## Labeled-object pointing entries

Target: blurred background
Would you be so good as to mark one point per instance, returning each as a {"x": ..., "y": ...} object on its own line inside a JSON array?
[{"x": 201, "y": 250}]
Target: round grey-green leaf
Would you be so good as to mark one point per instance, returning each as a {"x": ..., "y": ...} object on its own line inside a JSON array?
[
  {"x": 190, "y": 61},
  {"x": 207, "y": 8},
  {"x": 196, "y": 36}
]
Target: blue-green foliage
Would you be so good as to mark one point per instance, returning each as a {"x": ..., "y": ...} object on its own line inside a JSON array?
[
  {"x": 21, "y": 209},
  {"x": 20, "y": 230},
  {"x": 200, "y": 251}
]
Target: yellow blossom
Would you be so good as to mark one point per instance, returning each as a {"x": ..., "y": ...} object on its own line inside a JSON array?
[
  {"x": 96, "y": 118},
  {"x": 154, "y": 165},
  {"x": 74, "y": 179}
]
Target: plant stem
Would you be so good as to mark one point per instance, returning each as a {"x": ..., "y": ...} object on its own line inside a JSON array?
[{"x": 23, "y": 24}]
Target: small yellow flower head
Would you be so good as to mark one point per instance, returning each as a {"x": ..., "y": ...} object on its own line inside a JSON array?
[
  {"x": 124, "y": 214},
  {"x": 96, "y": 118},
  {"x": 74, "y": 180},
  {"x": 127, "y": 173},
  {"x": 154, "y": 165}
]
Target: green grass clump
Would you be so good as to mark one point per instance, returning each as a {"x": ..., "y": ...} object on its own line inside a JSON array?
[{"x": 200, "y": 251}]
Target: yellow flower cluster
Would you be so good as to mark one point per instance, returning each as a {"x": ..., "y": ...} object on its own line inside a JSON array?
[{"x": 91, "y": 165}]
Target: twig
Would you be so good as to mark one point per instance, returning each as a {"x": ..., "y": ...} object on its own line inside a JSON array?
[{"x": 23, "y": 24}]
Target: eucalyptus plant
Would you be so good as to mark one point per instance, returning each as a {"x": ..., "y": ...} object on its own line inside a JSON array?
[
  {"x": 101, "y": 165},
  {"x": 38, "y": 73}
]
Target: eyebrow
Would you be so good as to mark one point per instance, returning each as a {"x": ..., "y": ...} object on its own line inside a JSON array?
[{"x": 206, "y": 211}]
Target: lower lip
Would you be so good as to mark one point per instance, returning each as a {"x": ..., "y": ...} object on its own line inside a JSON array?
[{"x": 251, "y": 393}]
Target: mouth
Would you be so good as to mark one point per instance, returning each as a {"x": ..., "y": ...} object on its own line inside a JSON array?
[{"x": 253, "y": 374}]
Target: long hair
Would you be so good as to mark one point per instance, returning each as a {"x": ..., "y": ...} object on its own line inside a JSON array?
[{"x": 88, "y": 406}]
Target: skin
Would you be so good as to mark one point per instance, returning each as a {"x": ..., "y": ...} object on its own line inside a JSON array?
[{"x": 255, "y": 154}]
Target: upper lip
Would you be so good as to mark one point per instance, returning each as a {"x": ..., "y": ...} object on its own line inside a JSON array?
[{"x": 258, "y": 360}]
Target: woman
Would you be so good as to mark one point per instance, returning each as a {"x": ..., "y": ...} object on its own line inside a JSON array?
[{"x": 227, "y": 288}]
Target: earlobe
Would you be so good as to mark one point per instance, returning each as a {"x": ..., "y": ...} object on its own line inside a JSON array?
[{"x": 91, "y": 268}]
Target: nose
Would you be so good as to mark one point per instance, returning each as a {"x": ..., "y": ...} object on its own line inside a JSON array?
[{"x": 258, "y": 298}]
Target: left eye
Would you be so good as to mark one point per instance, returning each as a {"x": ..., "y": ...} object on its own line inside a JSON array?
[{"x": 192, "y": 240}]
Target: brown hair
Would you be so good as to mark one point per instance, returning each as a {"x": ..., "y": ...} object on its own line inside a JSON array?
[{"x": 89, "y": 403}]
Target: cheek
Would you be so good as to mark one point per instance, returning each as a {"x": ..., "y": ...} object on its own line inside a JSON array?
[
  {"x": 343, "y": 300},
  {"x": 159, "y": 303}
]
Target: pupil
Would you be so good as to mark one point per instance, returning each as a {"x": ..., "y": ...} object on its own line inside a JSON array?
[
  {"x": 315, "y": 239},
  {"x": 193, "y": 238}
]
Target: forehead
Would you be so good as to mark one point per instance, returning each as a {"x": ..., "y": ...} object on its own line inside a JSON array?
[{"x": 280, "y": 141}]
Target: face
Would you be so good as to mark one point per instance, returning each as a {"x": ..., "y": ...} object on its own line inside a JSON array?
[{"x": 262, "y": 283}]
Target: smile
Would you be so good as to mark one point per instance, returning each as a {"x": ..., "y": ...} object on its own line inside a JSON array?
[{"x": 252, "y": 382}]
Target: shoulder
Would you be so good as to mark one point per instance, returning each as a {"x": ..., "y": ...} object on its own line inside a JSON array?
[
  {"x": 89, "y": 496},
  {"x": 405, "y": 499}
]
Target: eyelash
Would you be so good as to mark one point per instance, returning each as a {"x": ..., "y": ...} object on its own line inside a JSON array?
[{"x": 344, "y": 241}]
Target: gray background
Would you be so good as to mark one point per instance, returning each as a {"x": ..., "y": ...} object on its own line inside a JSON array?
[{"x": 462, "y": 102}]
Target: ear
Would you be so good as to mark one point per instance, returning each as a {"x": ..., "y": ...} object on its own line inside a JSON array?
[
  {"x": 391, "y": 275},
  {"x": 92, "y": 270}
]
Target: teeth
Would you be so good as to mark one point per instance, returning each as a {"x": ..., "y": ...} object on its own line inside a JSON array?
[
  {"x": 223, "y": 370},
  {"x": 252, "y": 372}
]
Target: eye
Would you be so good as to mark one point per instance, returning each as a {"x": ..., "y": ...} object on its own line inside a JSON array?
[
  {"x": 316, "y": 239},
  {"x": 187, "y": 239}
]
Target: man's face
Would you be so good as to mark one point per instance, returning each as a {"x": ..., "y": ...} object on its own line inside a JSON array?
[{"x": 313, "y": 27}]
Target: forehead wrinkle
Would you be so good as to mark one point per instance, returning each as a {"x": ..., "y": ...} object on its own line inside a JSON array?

## Directions for this task
The records above are to be repeated exactly, in their entirety.

## Reply
Target: blurred background
Would you be so good as to mark one point per instance, returning each as a {"x": ..., "y": ...} object on its own line inside a JSON array?
[{"x": 201, "y": 250}]
Target: round grey-green leaf
Would you be so good as to mark one point per instance, returning each as a {"x": ..., "y": ...} object on its own line inside a JSON array?
[
  {"x": 190, "y": 61},
  {"x": 207, "y": 8},
  {"x": 196, "y": 36}
]
Target: blue-green foliage
Would you be so good as to mark one point per instance, returning each as a {"x": ..., "y": ...} object on its own line inside a JSON array?
[
  {"x": 21, "y": 209},
  {"x": 20, "y": 230},
  {"x": 200, "y": 251}
]
Target: yellow blossom
Would you be so good as to mark one point per instance, returning each as a {"x": ..., "y": ...} object on its own line inside a JSON array?
[
  {"x": 96, "y": 118},
  {"x": 154, "y": 165},
  {"x": 74, "y": 179}
]
Target: plant stem
Would you be so good as to mark one point per instance, returning each as a {"x": ..., "y": ...} object on its own line inside a JSON array?
[{"x": 23, "y": 24}]
Target: small yellow flower head
Would you be so good as to mark one point per instance, returning each as a {"x": ..., "y": ...} object on its own line inside a JSON array?
[
  {"x": 124, "y": 214},
  {"x": 96, "y": 118},
  {"x": 74, "y": 180},
  {"x": 127, "y": 173},
  {"x": 154, "y": 165}
]
Target: green grass clump
Would you be so good as to mark one point per instance, returning each as a {"x": ..., "y": ...} object on its own line inside a JSON array?
[{"x": 200, "y": 251}]
Target: yellow flower cluster
Would you be so good as to mark one point per instance, returning each as a {"x": ..., "y": ...} object on its own line inside a JSON array?
[{"x": 91, "y": 165}]
Target: twig
Would you be so good as to mark one point per instance, returning each as a {"x": ..., "y": ...} object on its own line inside a JSON array?
[{"x": 23, "y": 24}]
Target: eucalyptus plant
Would you be so good as to mark one point per instance, returning each as a {"x": ..., "y": ...} object on its own line inside a JSON array?
[
  {"x": 101, "y": 165},
  {"x": 38, "y": 73}
]
Target: eyebrow
Would you be so good as to mark one point per instance, returning each as a {"x": ..., "y": ...} object on its own line inside a JSON array?
[{"x": 206, "y": 211}]
Target: lower lip
Would you be so good as to mark one point per instance, returning each as a {"x": ..., "y": ...} object on its own line inside a JSON array?
[{"x": 251, "y": 393}]
Target: mouth
Would you be so good as to mark one point per instance, returning each as a {"x": ..., "y": ...} object on its own line inside a JSON array?
[{"x": 253, "y": 374}]
Target: long hair
Would you be so good as to mark one point per instance, returning each as a {"x": ..., "y": ...} object on its own line inside a JSON array?
[{"x": 88, "y": 406}]
Target: skin
Would you be so good as to mark one point per instance, returning each as a {"x": ..., "y": ...} object on its own line inside a JSON array?
[{"x": 255, "y": 154}]
Target: upper lip
Would you be so good as to mark one point per instance, returning each as a {"x": ..., "y": ...} object on its own line inside a JSON array?
[{"x": 258, "y": 360}]
Target: woman
Would you be so good as to mark one point per instance, returning each as a {"x": ..., "y": ...} object on its own line inside a JSON array?
[{"x": 227, "y": 288}]
Target: earlobe
Would you be so good as to mark one point per instance, returning each as a {"x": ..., "y": ...} object on its own line inside a JSON array?
[{"x": 91, "y": 268}]
Target: nose
Would you be so good as to mark one point per instance, returning each as a {"x": ..., "y": ...} object on its own line inside a JSON array?
[{"x": 258, "y": 298}]
Target: left eye
Would you be so good as to mark one point per instance, returning each as a {"x": ..., "y": ...} object on its own line inside a JSON array?
[{"x": 192, "y": 240}]
Target: brown hair
Would you be so good as to mark one point per instance, returning each as a {"x": ..., "y": ...} object on its own line inside a JSON array?
[{"x": 89, "y": 403}]
Target: cheek
Would you be so good as to mark one point per instance, returning each as a {"x": ..., "y": ...} object on its own line inside a JSON array?
[
  {"x": 343, "y": 300},
  {"x": 159, "y": 303}
]
Target: pupil
Would you be so good as to mark one point per instance, returning each as a {"x": ..., "y": ...} object on its own line inside a JSON array?
[
  {"x": 315, "y": 239},
  {"x": 193, "y": 238}
]
Target: forehead
Would you be so good as to mark one point per instance, returning each as a {"x": ..., "y": ...} object on its own line inside a JSON array?
[{"x": 280, "y": 141}]
Target: face
Would you be so good as to mark one point per instance, returning each as a {"x": ..., "y": ...} object on its own line inside a JSON array?
[{"x": 262, "y": 283}]
Target: smile
Would you be so good as to mark one point per instance, returning each as a {"x": ..., "y": ...} object on its own line inside a JSON array?
[{"x": 252, "y": 382}]
Target: shoulder
Would you be so good as to mark one point per instance, returning each as a {"x": ..., "y": ...} object on its own line inside a JSON array?
[
  {"x": 89, "y": 496},
  {"x": 405, "y": 499}
]
Target: eyelash
Would you be so good as to mark one point per instance, returning each as a {"x": ..., "y": ...} object on its own line inside a JSON array?
[{"x": 344, "y": 241}]
Target: gray background
Would you be so good as to mark one point per instance, returning each as a {"x": ..., "y": ...} object on its own line inside a JSON array?
[{"x": 462, "y": 102}]
Target: ear
Would you be so good as to mark one point per instance, returning each as a {"x": ..., "y": ...} object on its own line inside a JSON array?
[
  {"x": 391, "y": 275},
  {"x": 92, "y": 270}
]
Target: teeth
Would you be so good as to mark one point per instance, returning each as a {"x": ..., "y": ...} object on its own line inside a JSON array?
[
  {"x": 223, "y": 370},
  {"x": 252, "y": 372}
]
Target: eye
Would you be so good as to mark one point per instance, returning each as a {"x": ..., "y": ...} object on its own line inside a JSON array?
[
  {"x": 316, "y": 239},
  {"x": 187, "y": 239}
]
Target: man's face
Would you be so good as to mark one point per instance, returning each as a {"x": ..., "y": ...} object on its own line inside a JSON array?
[{"x": 313, "y": 27}]
Target: forehead wrinkle
Would you be so good as to mark one point per instance, returning each as a {"x": ..., "y": ...} object on its own line inside a JSON array?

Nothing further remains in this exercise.